> **SET EXERCISE**
Rewrite the lines below as a numbered list, skipping any blank lines and leaving out the pictures.

> **INPUT FOR THIS TASK**
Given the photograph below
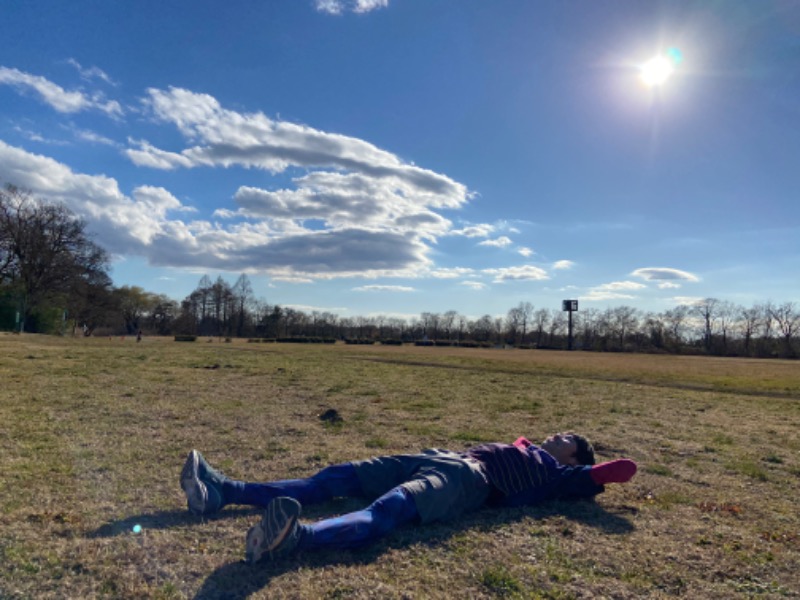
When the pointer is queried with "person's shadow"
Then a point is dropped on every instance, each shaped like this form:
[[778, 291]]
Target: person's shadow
[[239, 580]]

> **FINAL RESULT**
1. Given the photograph below
2. When the pointer is queried with "person's shadow"
3. Then a point is dropped on every instance, each shaped like this form:
4. [[778, 291]]
5. Target: person's shadow
6. [[239, 580]]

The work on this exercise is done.